| Document excerpt |
——
1.4.16
INDUCTION OF SYSTEMIC ACQUIRED RESISTANCE IN CUCUMBER BY BENZOTHIADIAZOLE

J DOMMES, C BOVIE, S KAISER, C POIRIER, M EUGENE and D EVERS

Laboratory of Plant Molecular Biology, Department of Plant Biology, B-22, University of Liege, B-4000 Liege, Belgium

Background and objectives
Plants possess different defence mechanisms against pathogenic microorganisms, including both constitutive and inducible ones. Systemic acquired resistance (SAR) is induced after a first contact with an incompatible pathogen; it is a state of relative and non- specific immunity observed in all parts of the plant and lasting for several weeks or even longer. The signal transduction pathway leading to SAR is largely unknown. It has been shown that an accumulation of salicylic acid in systemic tissues is an obligate step [1]. Exogenous application of salicylic acid and of different analogues can induce SAR. In addition to being obvious options for protection of crops against diseases, these chemicals provide opportunities for dissection of the SAR transduction pathway. Amongst the SAR chemical activators, benzothiadiazoles proved very effective in wheat, in tobacco and in Arabidopsis thaliana [2]. The aim of this work was to optimize a system for SAR induction in cucumber and to clone proteins involved in the transduction pathway through mRNA-PCR differential display.

Results and conclusions
Cucumber plants were sprayed with benzo (1,2,3) thiadiazole-7- carbothioic acid S-methyl ester (BTH). The induction of SAR was checked first by challenging treated plants with tobacco necrosis virus (TNV). The induction of pathogenesis-related (PR) proteins of the PR-8 family was also evaluated by Northern hybridization. Treatment with BTH effectively protected the plants against TNV and induced the expression of PR-8 proteins even at concentrations as low as 5 ÁM. Compared to salicylic acid treatment, BTH proved to be a more potent activator of PR-8 gene expression.

To identify genes involved in the transduction pathway activated by BTH, mRNAs were extracted from treated and non-treated plants. They were analysed by PCR-differential display. Several PCR products showing reproducible differential expression are now being cloned. The state of advancement of this work will be presented and discussed.

References
1. Vernooij B, Friedrich L, Morse A et al., 1994. Plant Cell 6, 959-965.
2. Gorlach J, Volrath S, Knauf-Beiter G et al., 1996. Plant Cell 8, 629-643.
——
| Data |
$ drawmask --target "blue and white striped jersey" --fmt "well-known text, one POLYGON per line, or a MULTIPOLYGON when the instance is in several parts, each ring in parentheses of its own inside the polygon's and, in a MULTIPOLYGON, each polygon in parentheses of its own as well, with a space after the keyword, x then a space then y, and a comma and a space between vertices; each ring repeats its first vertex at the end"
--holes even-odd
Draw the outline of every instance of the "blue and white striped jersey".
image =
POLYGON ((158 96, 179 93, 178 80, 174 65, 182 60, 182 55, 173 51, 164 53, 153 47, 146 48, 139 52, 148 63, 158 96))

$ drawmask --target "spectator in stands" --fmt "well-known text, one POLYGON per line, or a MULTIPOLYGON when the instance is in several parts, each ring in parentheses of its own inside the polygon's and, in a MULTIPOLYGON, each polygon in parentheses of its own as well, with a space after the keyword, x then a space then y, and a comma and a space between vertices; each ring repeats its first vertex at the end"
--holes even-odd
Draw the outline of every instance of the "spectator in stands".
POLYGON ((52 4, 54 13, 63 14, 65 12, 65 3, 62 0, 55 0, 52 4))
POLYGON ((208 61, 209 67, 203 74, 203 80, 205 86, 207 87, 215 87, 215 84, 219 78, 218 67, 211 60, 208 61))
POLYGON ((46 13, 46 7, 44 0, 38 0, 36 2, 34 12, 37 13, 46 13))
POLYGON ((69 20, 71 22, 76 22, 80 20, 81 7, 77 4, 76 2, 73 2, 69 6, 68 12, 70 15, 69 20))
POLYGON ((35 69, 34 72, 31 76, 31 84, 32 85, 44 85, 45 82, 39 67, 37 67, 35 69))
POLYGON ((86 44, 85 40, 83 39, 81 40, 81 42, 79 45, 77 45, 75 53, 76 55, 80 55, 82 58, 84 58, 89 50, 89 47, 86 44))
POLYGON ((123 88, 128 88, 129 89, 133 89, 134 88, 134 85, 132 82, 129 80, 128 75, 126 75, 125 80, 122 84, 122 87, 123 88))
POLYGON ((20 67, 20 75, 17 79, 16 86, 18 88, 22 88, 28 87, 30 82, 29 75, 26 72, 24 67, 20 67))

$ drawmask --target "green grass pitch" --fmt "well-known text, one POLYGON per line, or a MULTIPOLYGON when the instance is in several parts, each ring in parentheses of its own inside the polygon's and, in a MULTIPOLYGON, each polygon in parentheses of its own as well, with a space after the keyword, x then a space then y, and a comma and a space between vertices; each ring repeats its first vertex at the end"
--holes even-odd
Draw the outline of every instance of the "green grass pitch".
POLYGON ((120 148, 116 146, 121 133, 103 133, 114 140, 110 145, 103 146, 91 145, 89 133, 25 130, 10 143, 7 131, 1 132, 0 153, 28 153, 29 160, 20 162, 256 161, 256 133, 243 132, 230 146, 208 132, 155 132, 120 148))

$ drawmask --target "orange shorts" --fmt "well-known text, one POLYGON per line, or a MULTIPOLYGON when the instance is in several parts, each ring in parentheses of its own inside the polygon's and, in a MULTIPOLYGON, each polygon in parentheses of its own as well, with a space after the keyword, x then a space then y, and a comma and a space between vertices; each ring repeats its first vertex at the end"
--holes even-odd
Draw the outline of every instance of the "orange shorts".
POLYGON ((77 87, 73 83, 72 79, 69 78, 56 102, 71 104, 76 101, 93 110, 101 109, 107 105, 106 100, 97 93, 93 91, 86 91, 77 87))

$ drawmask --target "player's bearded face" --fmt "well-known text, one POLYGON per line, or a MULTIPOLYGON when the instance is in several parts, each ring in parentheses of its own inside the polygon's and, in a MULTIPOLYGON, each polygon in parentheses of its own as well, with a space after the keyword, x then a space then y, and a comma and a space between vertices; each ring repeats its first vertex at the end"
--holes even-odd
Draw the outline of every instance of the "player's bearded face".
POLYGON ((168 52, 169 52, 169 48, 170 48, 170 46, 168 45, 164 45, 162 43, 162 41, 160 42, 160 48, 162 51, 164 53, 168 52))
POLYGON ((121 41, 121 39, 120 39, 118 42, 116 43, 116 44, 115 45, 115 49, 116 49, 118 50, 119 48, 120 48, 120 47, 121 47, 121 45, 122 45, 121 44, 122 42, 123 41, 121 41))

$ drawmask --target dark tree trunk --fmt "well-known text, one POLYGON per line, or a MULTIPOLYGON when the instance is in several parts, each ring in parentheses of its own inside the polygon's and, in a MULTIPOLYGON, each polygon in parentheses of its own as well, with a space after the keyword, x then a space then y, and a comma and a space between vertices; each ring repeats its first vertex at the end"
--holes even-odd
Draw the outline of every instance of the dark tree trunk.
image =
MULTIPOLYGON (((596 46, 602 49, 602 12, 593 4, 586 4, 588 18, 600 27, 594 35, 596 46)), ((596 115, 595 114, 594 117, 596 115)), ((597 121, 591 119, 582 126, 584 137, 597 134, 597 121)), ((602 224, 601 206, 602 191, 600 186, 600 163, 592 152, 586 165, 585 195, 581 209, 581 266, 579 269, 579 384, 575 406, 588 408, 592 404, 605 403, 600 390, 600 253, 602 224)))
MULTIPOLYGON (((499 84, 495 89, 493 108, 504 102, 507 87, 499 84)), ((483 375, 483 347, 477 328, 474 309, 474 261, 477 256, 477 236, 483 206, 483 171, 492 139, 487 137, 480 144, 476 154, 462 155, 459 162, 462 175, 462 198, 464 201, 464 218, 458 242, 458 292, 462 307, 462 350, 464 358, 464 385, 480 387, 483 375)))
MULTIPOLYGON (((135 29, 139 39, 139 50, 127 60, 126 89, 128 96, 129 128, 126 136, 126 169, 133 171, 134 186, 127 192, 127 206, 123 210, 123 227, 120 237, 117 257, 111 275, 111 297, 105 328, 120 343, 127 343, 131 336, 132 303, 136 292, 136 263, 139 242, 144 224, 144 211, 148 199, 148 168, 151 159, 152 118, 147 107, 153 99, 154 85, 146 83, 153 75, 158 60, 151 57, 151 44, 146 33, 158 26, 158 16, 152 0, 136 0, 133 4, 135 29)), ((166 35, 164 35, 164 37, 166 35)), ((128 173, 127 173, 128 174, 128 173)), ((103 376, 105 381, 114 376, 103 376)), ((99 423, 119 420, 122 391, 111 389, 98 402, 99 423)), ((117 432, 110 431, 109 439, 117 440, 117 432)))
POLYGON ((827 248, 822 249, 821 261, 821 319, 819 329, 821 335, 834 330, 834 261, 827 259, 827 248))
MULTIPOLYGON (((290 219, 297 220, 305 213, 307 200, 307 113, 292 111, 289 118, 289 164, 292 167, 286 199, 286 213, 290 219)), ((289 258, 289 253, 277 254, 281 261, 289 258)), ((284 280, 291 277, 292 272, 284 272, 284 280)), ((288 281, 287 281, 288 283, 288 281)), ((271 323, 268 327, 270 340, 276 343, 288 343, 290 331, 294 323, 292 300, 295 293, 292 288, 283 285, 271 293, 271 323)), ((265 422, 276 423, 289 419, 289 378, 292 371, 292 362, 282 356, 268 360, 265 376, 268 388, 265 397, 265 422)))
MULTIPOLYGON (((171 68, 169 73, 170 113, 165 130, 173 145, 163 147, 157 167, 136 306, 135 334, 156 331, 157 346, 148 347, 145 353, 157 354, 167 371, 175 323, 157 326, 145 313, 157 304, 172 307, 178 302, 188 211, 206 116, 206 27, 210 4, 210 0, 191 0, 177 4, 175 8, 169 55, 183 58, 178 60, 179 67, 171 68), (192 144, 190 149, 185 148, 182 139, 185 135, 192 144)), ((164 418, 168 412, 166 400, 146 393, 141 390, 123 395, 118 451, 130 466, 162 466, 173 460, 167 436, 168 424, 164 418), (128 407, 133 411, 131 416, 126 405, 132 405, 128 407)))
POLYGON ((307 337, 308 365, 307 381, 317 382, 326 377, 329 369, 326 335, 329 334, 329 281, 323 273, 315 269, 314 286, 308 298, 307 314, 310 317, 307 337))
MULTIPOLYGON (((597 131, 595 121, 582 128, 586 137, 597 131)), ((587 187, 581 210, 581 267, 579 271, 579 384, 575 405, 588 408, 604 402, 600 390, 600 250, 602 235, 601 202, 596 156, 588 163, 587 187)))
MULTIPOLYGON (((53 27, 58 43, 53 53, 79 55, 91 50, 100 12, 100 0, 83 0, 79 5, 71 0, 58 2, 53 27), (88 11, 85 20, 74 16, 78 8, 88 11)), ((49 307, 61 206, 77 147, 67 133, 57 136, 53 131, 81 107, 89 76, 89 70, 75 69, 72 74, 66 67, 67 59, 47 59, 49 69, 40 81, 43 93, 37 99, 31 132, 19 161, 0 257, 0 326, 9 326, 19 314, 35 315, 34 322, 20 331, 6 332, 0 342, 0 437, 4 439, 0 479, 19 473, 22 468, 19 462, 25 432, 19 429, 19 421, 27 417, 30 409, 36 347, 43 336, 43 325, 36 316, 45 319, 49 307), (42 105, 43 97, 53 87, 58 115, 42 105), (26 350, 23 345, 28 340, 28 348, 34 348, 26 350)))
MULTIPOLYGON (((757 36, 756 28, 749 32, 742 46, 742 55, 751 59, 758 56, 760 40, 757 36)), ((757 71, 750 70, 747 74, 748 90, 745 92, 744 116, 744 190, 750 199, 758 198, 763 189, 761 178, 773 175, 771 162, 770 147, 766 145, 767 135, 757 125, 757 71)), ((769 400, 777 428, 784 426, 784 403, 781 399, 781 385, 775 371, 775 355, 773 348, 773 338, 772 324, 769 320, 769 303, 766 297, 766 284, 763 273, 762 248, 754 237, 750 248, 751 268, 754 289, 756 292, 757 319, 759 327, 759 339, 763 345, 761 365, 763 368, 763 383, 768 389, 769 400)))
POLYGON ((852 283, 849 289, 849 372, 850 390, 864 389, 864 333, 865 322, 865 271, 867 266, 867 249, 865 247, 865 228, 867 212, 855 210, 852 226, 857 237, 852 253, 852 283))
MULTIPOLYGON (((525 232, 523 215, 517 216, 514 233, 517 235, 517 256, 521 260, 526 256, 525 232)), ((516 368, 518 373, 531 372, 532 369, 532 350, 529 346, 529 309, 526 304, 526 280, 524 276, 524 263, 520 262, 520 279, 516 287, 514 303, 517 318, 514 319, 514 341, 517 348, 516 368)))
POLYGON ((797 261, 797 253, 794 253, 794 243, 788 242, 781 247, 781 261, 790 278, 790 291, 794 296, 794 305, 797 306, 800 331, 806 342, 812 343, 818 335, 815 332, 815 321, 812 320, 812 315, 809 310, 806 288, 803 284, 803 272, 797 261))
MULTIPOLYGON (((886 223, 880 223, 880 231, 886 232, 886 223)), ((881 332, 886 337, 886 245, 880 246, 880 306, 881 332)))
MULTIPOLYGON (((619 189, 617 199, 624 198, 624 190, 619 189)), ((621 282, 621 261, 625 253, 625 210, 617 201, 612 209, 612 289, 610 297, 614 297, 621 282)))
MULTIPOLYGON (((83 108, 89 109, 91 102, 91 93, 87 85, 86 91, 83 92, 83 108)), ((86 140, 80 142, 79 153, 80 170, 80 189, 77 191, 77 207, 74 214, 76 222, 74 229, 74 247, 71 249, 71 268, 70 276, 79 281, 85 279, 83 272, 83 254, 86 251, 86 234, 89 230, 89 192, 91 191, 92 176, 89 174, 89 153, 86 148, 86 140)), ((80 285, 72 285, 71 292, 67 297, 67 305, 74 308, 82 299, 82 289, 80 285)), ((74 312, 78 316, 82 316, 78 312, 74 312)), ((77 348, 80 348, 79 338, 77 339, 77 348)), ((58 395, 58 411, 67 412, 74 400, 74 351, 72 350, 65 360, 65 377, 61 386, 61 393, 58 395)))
——
| Requirement A |
Copy the passage of the abstract on cucumber resistance that begins with the words containing "To identify genes" and ends with "presented and discussed.", replacing "BTH" with "benzothiadiazole".
| Requirement B |
List the authors named at the top of the abstract on cucumber resistance.

| Response A |
To identify genes involved in the transduction pathway activated by benzothiadiazole, mRNAs were extracted from treated and non-treated plants. They were analysed by PCR-differential display. Several PCR products showing reproducible differential expression are now being cloned. The state of advancement of this work will be presented and discussed.

| Response B |
J Dommes
C Bovie
S Kaiser
C Poirier
M Eugene
D Evers